- O que fazer
Localize nas entradas todas as linhas que contêm a palavra "woman" e copie-as.

- Entradas da tarefa
——

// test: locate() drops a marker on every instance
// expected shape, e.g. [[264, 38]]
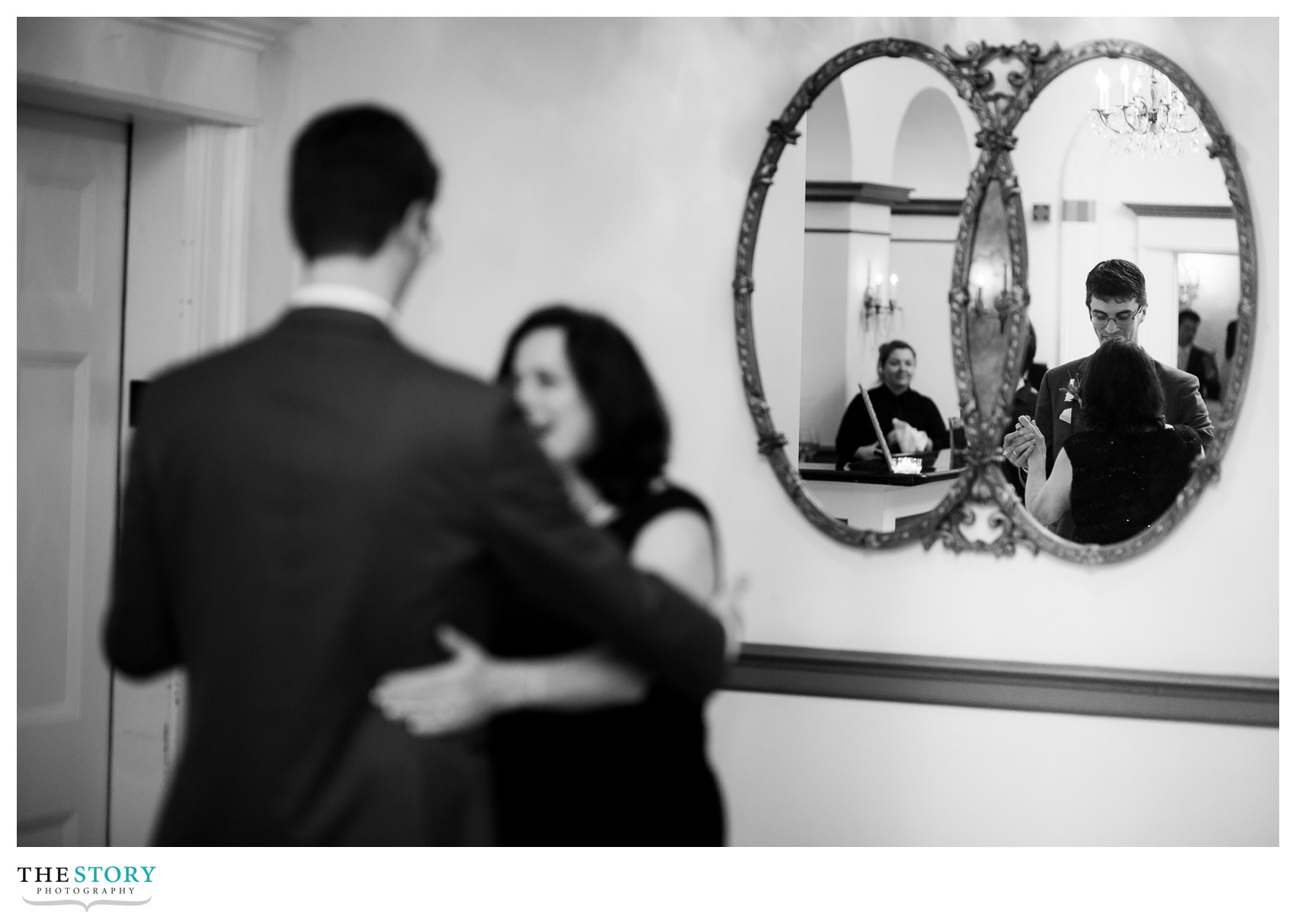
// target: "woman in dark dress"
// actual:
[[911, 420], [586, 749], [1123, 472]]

——

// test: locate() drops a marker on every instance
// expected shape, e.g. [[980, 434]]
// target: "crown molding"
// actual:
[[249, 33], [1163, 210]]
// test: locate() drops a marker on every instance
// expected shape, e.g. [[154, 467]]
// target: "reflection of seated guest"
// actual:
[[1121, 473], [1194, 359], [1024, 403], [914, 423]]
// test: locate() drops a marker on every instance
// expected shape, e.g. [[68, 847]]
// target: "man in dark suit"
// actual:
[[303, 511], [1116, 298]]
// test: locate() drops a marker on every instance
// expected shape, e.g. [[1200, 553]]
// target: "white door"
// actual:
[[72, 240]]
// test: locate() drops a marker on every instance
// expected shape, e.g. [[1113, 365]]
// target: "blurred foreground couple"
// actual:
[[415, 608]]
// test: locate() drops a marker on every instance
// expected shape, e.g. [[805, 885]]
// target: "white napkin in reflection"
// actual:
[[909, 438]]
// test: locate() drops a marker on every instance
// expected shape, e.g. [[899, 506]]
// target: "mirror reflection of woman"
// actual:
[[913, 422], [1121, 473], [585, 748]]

——

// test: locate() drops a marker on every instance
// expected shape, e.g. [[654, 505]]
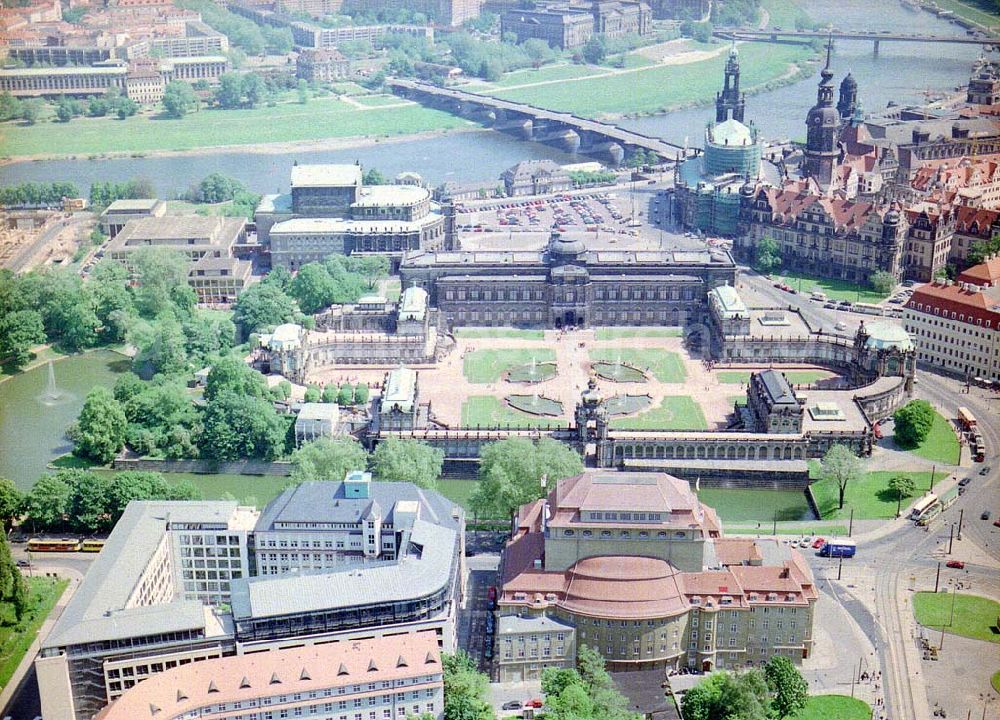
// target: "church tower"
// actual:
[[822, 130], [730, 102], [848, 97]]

——

- Resposta ao problema
// target: "woman in dark dress"
// target: "mirror reflection of woman"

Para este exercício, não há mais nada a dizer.